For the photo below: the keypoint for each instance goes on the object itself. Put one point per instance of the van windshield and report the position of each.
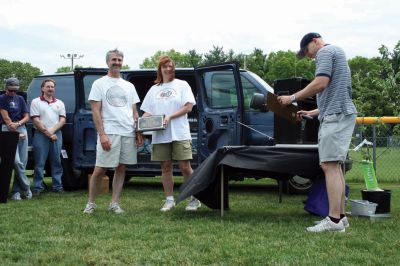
(87, 85)
(261, 81)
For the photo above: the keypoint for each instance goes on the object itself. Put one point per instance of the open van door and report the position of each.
(220, 108)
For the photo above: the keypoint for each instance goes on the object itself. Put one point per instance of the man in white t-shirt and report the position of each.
(48, 117)
(113, 101)
(174, 99)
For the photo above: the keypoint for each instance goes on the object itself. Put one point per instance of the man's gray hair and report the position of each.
(115, 51)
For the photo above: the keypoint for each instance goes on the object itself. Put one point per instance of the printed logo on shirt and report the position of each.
(166, 94)
(116, 96)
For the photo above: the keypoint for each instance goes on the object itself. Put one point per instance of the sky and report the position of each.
(40, 31)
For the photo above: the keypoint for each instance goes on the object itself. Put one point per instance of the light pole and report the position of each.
(71, 57)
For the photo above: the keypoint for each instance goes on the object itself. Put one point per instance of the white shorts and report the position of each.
(123, 151)
(334, 137)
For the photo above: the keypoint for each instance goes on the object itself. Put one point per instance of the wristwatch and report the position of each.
(292, 98)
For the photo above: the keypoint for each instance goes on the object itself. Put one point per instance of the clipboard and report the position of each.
(286, 112)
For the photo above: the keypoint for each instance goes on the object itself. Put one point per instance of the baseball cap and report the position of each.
(11, 82)
(305, 41)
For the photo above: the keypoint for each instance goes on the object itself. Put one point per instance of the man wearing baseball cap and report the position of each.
(336, 113)
(14, 115)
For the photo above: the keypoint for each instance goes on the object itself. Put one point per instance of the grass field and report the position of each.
(52, 230)
(387, 166)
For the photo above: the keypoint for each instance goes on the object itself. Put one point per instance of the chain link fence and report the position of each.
(383, 150)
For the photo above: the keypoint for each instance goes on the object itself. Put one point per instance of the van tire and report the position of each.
(297, 185)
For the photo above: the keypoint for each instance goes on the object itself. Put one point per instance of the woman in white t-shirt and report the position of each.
(172, 98)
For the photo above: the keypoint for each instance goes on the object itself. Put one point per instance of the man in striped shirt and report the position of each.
(336, 113)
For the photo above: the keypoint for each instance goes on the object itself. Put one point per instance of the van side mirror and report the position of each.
(258, 102)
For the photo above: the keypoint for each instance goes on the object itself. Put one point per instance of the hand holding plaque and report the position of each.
(151, 123)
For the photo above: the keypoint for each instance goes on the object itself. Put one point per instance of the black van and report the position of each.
(221, 117)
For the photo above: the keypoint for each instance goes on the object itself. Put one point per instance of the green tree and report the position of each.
(64, 69)
(25, 72)
(181, 60)
(285, 64)
(217, 55)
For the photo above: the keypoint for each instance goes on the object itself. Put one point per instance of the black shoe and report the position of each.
(61, 190)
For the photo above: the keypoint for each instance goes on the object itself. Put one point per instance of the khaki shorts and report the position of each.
(334, 137)
(123, 151)
(176, 150)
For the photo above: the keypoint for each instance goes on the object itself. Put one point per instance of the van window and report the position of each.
(220, 89)
(87, 85)
(248, 90)
(65, 91)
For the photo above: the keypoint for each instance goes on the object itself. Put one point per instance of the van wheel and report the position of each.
(297, 185)
(69, 178)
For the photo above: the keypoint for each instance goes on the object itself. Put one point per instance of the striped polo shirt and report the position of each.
(331, 62)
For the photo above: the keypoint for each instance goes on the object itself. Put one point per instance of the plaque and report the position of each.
(150, 123)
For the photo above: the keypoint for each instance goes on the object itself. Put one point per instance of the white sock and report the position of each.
(170, 198)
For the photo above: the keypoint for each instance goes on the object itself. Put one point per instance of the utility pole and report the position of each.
(71, 57)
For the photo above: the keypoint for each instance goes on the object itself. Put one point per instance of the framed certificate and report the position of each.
(150, 123)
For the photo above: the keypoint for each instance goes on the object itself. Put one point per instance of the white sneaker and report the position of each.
(16, 196)
(193, 204)
(168, 205)
(115, 208)
(344, 220)
(327, 225)
(90, 207)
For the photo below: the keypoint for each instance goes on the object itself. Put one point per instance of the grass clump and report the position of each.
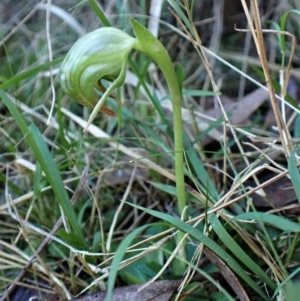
(100, 207)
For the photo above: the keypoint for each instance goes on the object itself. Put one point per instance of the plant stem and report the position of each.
(151, 46)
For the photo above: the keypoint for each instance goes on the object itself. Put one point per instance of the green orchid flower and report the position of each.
(99, 55)
(102, 55)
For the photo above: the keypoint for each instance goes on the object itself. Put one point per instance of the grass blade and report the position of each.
(199, 236)
(42, 154)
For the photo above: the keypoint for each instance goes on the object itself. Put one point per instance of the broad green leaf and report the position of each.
(199, 236)
(42, 154)
(118, 258)
(30, 72)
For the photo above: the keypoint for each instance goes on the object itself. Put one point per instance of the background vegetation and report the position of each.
(241, 156)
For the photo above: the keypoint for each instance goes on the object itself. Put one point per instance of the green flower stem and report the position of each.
(148, 44)
(102, 54)
(151, 46)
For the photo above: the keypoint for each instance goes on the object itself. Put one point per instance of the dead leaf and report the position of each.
(157, 291)
(227, 274)
(279, 193)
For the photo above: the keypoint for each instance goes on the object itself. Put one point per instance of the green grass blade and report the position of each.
(118, 258)
(43, 156)
(99, 13)
(196, 234)
(271, 219)
(294, 174)
(238, 251)
(30, 72)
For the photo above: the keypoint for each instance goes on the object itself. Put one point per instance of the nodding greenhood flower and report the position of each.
(101, 54)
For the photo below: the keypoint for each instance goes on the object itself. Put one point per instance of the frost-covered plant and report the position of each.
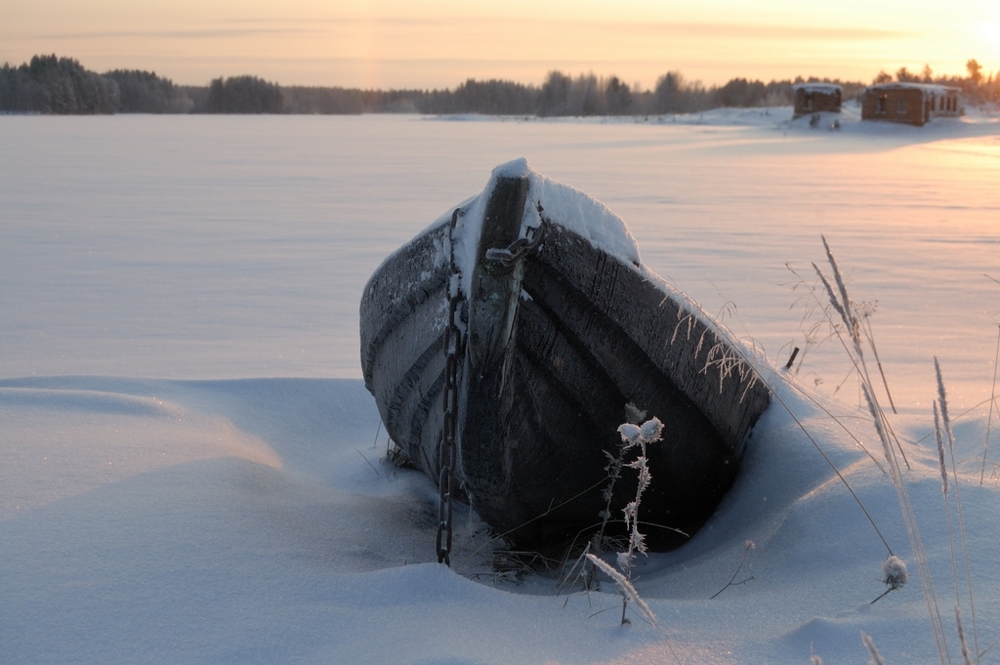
(633, 437)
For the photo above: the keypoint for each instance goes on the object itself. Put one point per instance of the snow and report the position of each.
(560, 204)
(192, 467)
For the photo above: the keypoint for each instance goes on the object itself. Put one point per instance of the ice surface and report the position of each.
(191, 467)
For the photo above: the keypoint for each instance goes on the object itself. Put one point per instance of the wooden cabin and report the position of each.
(816, 97)
(911, 103)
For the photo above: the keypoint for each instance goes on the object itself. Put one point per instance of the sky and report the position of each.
(441, 43)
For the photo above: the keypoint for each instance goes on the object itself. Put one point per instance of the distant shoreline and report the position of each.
(51, 85)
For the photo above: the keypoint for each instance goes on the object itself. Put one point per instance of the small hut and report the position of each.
(815, 97)
(911, 103)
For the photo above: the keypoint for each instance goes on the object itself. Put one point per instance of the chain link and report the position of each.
(448, 452)
(517, 249)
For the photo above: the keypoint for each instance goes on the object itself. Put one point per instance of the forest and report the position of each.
(58, 85)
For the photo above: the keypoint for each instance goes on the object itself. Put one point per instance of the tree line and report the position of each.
(51, 85)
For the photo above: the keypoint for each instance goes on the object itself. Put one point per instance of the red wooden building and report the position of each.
(911, 103)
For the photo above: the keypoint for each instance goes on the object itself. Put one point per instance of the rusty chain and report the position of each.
(448, 452)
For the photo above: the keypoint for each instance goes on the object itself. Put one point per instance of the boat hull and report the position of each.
(589, 334)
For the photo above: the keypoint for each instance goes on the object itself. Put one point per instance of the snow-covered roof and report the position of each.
(905, 85)
(816, 86)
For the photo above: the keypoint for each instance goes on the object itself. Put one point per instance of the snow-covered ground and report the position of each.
(191, 465)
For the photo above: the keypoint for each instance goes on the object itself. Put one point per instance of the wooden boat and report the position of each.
(563, 328)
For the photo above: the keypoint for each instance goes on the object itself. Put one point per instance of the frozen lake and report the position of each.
(224, 247)
(190, 463)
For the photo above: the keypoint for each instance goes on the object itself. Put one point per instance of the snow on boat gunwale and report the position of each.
(563, 327)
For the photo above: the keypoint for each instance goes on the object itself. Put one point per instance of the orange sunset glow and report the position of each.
(441, 43)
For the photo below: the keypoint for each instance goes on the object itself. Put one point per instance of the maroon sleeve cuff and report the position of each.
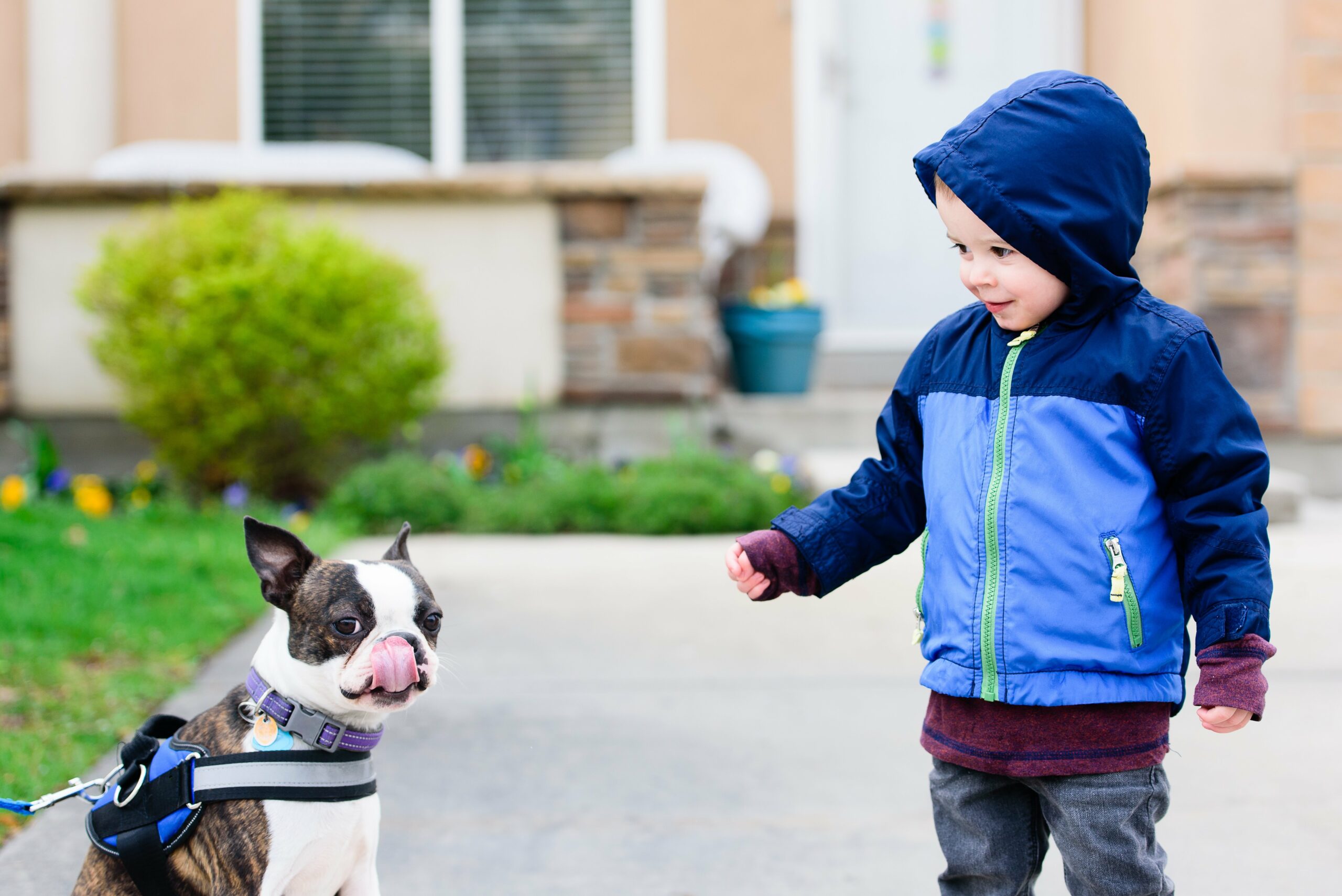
(1232, 675)
(773, 554)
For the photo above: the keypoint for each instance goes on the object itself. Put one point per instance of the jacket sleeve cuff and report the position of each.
(825, 564)
(1231, 621)
(772, 553)
(1231, 675)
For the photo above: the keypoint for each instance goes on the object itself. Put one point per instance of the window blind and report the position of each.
(548, 80)
(348, 70)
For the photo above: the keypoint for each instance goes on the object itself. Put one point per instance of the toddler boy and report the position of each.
(1085, 481)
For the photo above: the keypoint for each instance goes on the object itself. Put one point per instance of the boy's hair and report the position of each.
(943, 191)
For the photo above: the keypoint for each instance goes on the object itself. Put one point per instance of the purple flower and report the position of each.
(235, 495)
(58, 479)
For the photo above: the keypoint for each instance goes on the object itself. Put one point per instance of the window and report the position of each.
(537, 80)
(548, 78)
(348, 70)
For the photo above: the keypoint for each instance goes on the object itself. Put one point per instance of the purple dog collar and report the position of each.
(309, 726)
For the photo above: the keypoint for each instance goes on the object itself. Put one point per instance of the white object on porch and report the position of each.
(227, 161)
(737, 202)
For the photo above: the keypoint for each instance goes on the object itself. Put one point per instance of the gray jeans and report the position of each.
(995, 830)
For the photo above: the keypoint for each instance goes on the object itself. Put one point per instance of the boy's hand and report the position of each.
(749, 582)
(1223, 719)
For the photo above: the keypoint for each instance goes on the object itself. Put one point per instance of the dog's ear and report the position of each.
(279, 558)
(398, 550)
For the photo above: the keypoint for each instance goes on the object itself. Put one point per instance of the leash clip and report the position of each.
(77, 788)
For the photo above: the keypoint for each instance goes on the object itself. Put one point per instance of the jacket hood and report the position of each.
(1058, 167)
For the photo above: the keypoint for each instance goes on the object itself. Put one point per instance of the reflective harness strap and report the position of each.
(305, 776)
(140, 804)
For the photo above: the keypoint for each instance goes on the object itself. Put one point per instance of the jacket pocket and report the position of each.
(919, 620)
(1121, 589)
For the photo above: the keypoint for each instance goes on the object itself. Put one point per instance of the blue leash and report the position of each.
(75, 789)
(18, 806)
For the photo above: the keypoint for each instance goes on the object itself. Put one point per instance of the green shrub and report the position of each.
(255, 349)
(528, 491)
(383, 494)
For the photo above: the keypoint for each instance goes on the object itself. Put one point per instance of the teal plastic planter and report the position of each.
(772, 349)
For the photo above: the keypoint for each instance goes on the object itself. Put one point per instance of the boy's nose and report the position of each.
(981, 275)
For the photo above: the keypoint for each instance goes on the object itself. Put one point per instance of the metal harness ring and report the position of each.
(116, 794)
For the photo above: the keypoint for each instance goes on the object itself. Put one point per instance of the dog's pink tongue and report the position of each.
(394, 664)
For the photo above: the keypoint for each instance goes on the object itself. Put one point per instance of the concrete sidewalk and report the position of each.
(623, 722)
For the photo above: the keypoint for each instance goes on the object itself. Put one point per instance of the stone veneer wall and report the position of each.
(638, 322)
(1225, 249)
(6, 395)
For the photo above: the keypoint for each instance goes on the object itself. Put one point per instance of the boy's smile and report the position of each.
(1016, 292)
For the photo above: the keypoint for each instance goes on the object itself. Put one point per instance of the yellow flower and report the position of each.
(93, 498)
(477, 462)
(14, 491)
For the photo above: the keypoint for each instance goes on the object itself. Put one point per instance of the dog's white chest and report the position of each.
(321, 848)
(316, 848)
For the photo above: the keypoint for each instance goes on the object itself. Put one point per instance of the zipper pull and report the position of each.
(1120, 566)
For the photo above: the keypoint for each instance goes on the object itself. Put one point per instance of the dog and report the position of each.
(351, 639)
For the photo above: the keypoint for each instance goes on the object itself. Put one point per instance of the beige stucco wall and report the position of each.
(729, 78)
(178, 70)
(13, 82)
(492, 270)
(1206, 78)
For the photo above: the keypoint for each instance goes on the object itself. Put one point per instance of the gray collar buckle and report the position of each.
(309, 725)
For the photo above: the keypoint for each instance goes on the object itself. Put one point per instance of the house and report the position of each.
(559, 277)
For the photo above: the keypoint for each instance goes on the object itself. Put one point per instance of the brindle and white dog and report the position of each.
(351, 639)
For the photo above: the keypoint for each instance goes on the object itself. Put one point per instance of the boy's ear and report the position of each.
(398, 550)
(279, 558)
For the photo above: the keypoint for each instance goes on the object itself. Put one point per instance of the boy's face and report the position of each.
(1016, 292)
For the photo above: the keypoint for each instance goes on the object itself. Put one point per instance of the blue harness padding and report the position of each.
(172, 828)
(166, 784)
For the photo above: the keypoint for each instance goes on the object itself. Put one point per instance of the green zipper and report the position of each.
(1121, 590)
(918, 616)
(987, 639)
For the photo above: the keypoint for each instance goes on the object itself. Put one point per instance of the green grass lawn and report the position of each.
(102, 619)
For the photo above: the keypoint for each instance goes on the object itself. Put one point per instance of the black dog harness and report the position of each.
(164, 785)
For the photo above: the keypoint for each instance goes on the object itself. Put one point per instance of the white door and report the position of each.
(875, 82)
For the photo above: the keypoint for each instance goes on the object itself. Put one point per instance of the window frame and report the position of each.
(449, 83)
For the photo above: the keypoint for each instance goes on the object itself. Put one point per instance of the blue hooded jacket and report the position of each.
(1085, 490)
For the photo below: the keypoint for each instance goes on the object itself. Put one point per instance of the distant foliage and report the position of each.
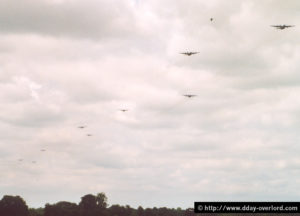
(90, 205)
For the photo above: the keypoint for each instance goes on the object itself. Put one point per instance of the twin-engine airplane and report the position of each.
(189, 53)
(281, 27)
(189, 96)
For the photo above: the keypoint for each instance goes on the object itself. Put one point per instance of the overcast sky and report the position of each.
(66, 63)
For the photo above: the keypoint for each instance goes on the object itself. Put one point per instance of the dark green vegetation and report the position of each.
(93, 205)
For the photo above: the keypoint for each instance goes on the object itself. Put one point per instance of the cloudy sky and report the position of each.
(66, 63)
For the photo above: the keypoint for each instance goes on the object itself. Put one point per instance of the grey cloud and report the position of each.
(92, 19)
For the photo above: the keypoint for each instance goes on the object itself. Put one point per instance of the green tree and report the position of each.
(13, 206)
(91, 205)
(62, 208)
(36, 212)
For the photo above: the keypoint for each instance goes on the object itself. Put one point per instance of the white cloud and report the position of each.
(69, 63)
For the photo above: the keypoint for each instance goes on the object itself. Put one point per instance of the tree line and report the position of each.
(94, 205)
(90, 205)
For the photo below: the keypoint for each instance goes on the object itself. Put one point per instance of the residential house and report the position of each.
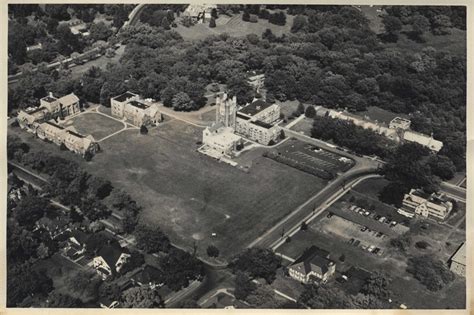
(110, 259)
(313, 265)
(148, 275)
(129, 106)
(427, 205)
(458, 261)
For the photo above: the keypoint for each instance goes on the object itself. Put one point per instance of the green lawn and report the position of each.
(94, 124)
(190, 195)
(234, 26)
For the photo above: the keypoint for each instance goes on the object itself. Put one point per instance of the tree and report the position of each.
(165, 23)
(179, 268)
(182, 102)
(60, 300)
(100, 31)
(299, 23)
(151, 240)
(258, 263)
(212, 251)
(212, 22)
(243, 285)
(143, 130)
(377, 285)
(430, 272)
(23, 281)
(304, 226)
(246, 16)
(300, 109)
(393, 26)
(310, 112)
(141, 297)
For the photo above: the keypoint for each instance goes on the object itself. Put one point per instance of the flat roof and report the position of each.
(49, 99)
(262, 124)
(138, 104)
(54, 125)
(242, 116)
(255, 107)
(123, 97)
(75, 134)
(460, 255)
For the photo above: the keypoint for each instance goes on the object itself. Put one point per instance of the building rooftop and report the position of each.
(262, 124)
(460, 255)
(254, 107)
(49, 99)
(123, 97)
(138, 104)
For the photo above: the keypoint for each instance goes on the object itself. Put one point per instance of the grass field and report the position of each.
(191, 195)
(94, 124)
(234, 26)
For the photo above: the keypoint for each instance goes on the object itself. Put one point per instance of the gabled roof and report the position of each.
(111, 253)
(149, 274)
(69, 99)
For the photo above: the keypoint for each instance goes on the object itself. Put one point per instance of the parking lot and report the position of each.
(314, 157)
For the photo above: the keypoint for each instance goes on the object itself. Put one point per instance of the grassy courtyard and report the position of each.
(190, 196)
(234, 26)
(97, 125)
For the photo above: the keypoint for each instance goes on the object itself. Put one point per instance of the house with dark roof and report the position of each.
(110, 259)
(148, 275)
(313, 265)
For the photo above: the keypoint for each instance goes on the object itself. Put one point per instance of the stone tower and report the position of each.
(226, 110)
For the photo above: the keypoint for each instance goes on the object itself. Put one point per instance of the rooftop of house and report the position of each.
(49, 99)
(69, 99)
(262, 124)
(149, 274)
(138, 104)
(125, 96)
(460, 255)
(111, 253)
(254, 108)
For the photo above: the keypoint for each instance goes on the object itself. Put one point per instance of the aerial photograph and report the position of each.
(236, 156)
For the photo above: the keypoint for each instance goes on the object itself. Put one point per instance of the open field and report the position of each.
(191, 196)
(234, 26)
(94, 124)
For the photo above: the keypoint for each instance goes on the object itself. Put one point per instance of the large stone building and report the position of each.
(313, 265)
(50, 108)
(458, 261)
(427, 205)
(219, 139)
(255, 121)
(129, 106)
(72, 140)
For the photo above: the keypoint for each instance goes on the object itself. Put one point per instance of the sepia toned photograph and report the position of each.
(236, 156)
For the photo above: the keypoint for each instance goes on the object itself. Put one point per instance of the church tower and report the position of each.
(226, 110)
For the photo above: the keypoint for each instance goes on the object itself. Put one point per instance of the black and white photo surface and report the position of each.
(236, 156)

* _What is required_
Repeat exactly the lines starting at the line with "aerial photograph and report the position of each." and ending with the final line of the entries. Include nothing else.

* _Answer_
For the photo above: the keypoint for each instance goes on the object itself. Put one point per instance of the aerial photograph and report the position of each.
(236, 156)
For the photo above: the keypoint for each instance goes on the object itself. Put one point per instance of the open field and report the position of each.
(191, 196)
(234, 26)
(94, 124)
For the photo above: the keypoint for each instance goes on the object itself. Put one point per instance of the large stone building and report the position of each.
(313, 265)
(50, 108)
(458, 261)
(427, 205)
(219, 139)
(255, 121)
(129, 106)
(72, 140)
For the photo above: the keypoint for each instance goes on the object itself. Put one point per instance of the sepia toned photograph and report the position of each.
(236, 156)
For the photo above: the keypoint for each instance goes on the object itself. Put one point per instance of the church tower and report the position of each.
(226, 110)
For the photo above: the keypoint for each instance goes on the object itself. Put one point per instance of the black and white photo surface and report the position of each.
(236, 156)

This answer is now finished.